▸ Instruction A: Count the lines of the records that contain the string "headset", and give only the number.
_ _ _ _ _
Information on student movement (into, out of, and
within your institution)
- To help students meet general education requirements;
the University developed a Comprehensive Education Program
(CEP) that was designed to ease the movement of students
from one college to another with a limited amount of disruption
to their academic matriculation. Because student movement
between colleges and even within a particular college occur
with great frequency, any data supplied would be unreliable.
B. Innovative practices related to Greater Expectations
The University of Nebraska-Lincoln, prior to 1992, had
no university-wide requirements and each of the university's
nine colleges with undergraduate programs had distinctly
designed general education requirements. The University
developed a Comprehensive Education Program (CEP) in 1995
consisting of three major components: essential studies,
integrative studies, and information discovery. See Part
C of this document for an elaboration of these components.
Additionally, we believed that much student learning occurs
outside the classroom; therefore, we developed a co-curricular
plan.
_ _ _ _ _
▸ Instruction B: Rewrite the part of the passage on student movement that begins at the words "- To help students" and stops after "would be unreliable.", putting "interruption" in place of "disruption".

Entries from a point annotation set
_ _ _ _ _
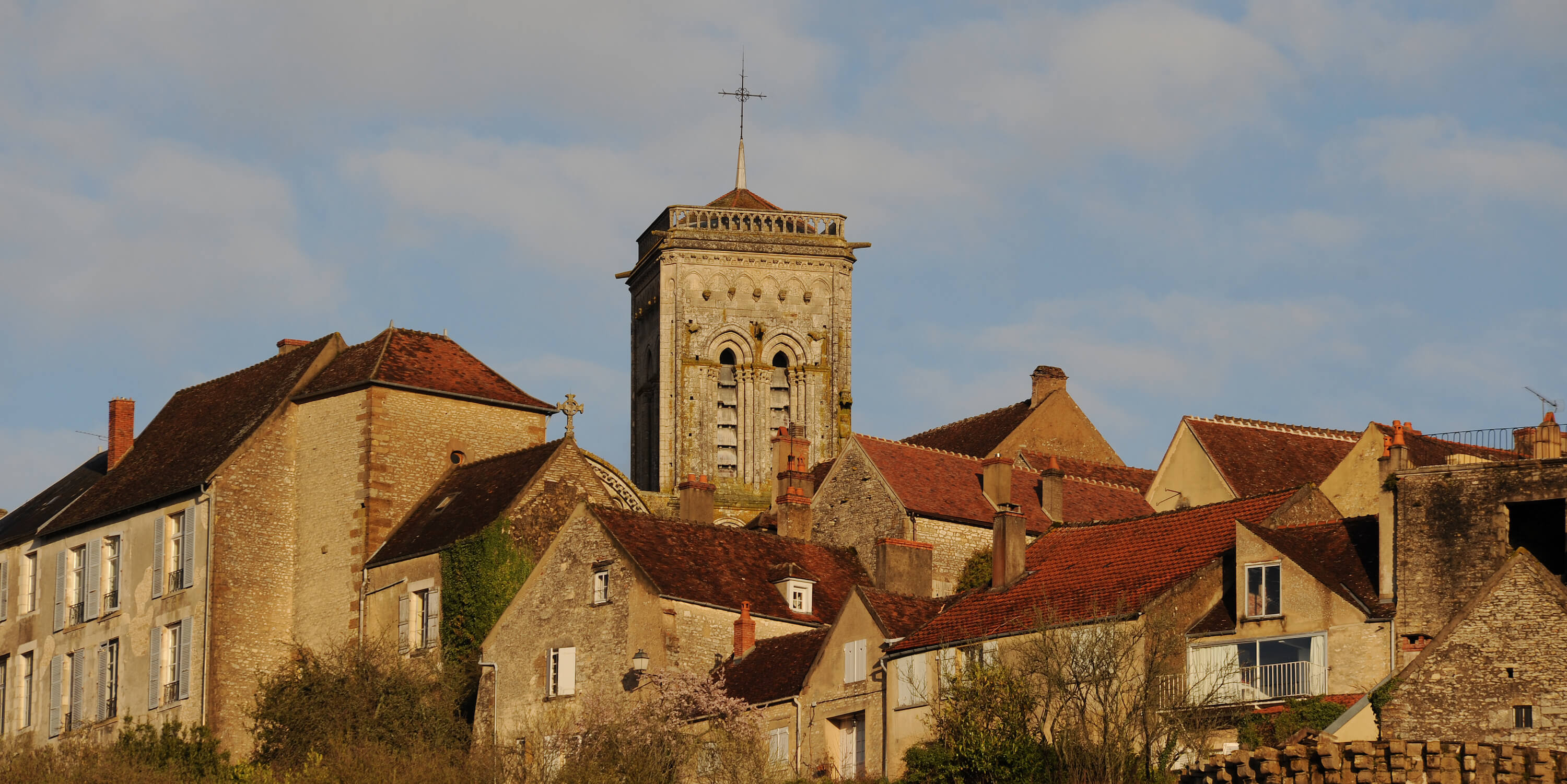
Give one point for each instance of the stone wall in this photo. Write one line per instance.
(1325, 761)
(1452, 526)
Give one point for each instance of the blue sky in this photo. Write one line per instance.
(1298, 210)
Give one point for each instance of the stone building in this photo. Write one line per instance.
(740, 323)
(1049, 423)
(237, 523)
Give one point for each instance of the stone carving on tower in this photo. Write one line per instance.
(740, 323)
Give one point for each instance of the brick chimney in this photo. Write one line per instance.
(696, 499)
(289, 344)
(1047, 380)
(997, 479)
(1008, 542)
(1549, 438)
(121, 429)
(1052, 493)
(745, 631)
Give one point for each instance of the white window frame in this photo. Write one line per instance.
(1278, 600)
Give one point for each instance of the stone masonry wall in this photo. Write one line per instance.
(1384, 761)
(1452, 532)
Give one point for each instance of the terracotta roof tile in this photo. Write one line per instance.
(480, 493)
(977, 437)
(723, 567)
(900, 615)
(193, 435)
(743, 200)
(1339, 554)
(30, 517)
(420, 361)
(1264, 457)
(1094, 571)
(1141, 479)
(776, 669)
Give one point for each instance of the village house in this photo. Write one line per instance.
(236, 524)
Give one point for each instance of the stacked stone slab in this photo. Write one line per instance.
(1326, 761)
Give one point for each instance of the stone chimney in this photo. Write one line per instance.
(121, 429)
(1008, 542)
(1047, 380)
(1052, 493)
(696, 499)
(289, 345)
(745, 631)
(905, 567)
(1549, 438)
(997, 481)
(793, 513)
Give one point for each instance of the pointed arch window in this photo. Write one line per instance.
(779, 397)
(726, 443)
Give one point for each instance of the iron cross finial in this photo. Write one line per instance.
(571, 408)
(742, 96)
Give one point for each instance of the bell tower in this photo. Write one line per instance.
(740, 323)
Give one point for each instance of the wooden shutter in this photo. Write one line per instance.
(91, 573)
(185, 659)
(568, 672)
(431, 617)
(102, 697)
(402, 625)
(157, 556)
(154, 665)
(79, 661)
(55, 665)
(189, 556)
(60, 590)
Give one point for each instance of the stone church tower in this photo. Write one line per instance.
(740, 323)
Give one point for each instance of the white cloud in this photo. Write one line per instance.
(1436, 156)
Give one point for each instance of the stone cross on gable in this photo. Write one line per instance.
(571, 408)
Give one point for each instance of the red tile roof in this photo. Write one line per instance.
(193, 435)
(723, 567)
(406, 358)
(900, 615)
(30, 517)
(480, 493)
(1096, 571)
(1141, 479)
(1425, 451)
(776, 669)
(977, 437)
(1339, 554)
(743, 200)
(1264, 457)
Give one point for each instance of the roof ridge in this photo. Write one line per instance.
(966, 419)
(1282, 427)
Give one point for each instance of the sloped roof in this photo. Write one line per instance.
(1339, 554)
(975, 437)
(900, 615)
(743, 200)
(723, 567)
(1264, 457)
(480, 493)
(1141, 479)
(30, 517)
(425, 361)
(193, 435)
(776, 669)
(1425, 451)
(947, 485)
(1079, 573)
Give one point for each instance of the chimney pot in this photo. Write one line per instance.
(745, 631)
(121, 429)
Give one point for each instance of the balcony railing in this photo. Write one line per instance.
(1246, 684)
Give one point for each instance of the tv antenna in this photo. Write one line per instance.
(1546, 402)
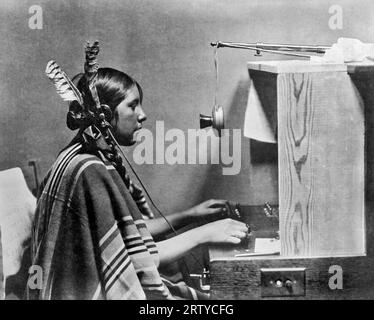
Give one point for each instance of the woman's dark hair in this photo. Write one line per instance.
(112, 87)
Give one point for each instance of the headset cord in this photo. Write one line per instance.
(151, 200)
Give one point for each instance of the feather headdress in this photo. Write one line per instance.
(64, 86)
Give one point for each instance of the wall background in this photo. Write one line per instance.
(164, 44)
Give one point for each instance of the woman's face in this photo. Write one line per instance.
(128, 118)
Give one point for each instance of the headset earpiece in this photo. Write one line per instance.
(107, 112)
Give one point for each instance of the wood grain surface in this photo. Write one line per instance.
(321, 165)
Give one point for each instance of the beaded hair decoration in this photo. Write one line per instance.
(88, 114)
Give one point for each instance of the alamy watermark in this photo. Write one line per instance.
(196, 146)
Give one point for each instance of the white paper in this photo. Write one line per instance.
(256, 125)
(267, 245)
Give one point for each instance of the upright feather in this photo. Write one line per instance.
(64, 86)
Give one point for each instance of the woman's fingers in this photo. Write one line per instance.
(217, 202)
(233, 240)
(239, 234)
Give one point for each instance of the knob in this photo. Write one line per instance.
(279, 283)
(288, 284)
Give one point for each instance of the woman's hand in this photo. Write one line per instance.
(223, 231)
(207, 209)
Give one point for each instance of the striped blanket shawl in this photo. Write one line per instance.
(89, 236)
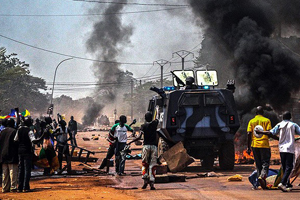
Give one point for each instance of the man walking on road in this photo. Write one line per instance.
(120, 133)
(149, 151)
(72, 126)
(111, 149)
(9, 157)
(286, 130)
(260, 146)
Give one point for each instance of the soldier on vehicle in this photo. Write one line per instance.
(190, 83)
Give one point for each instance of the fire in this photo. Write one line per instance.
(243, 157)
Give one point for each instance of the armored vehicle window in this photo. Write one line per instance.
(190, 100)
(151, 106)
(213, 99)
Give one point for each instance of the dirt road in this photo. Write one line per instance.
(103, 186)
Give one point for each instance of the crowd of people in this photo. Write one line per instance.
(259, 131)
(18, 139)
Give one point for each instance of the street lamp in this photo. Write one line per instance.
(51, 105)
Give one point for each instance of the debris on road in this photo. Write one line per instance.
(177, 158)
(236, 177)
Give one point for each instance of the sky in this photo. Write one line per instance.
(45, 32)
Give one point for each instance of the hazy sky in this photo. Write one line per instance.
(51, 25)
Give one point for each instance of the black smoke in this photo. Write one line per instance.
(265, 71)
(106, 41)
(92, 112)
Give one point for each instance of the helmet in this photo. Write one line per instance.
(10, 123)
(148, 117)
(62, 123)
(48, 120)
(123, 119)
(259, 128)
(189, 80)
(28, 122)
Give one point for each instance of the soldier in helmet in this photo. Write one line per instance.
(190, 83)
(120, 133)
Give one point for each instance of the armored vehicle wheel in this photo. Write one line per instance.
(162, 146)
(226, 156)
(208, 162)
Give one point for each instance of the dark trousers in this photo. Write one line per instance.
(287, 161)
(25, 163)
(262, 161)
(73, 140)
(63, 150)
(110, 153)
(120, 158)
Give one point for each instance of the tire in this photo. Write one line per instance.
(227, 156)
(208, 162)
(162, 147)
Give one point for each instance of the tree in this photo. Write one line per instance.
(18, 88)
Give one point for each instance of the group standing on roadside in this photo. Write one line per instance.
(258, 142)
(17, 141)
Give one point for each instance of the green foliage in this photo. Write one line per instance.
(18, 88)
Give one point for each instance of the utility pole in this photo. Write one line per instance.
(131, 104)
(161, 63)
(182, 54)
(50, 109)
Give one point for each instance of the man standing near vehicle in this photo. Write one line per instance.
(111, 149)
(9, 157)
(149, 151)
(120, 133)
(72, 126)
(260, 146)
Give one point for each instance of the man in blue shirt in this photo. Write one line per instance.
(286, 130)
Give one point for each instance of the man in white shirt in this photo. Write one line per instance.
(286, 130)
(120, 133)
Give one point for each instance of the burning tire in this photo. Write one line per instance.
(208, 161)
(162, 146)
(226, 156)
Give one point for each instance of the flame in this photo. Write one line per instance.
(243, 157)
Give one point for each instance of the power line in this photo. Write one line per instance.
(86, 15)
(77, 57)
(133, 3)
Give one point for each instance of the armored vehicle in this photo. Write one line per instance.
(200, 115)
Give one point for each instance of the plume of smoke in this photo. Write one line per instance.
(106, 41)
(92, 112)
(269, 73)
(108, 37)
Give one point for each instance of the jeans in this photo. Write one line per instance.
(10, 177)
(120, 159)
(262, 161)
(73, 141)
(63, 150)
(287, 162)
(109, 155)
(25, 163)
(149, 162)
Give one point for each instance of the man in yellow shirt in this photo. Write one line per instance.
(260, 145)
_ _ _ _ _
▸ Written response A: 2

▸ Written response B:
- To help students meet general education requirements;
the University developed a Comprehensive Education Program
(CEP) that was designed to ease the movement of students
from one college to another with a limited amount of interruption
to their academic matriculation. Because student movement
between colleges and even within a particular college occur
with great frequency, any data supplied would be unreliable.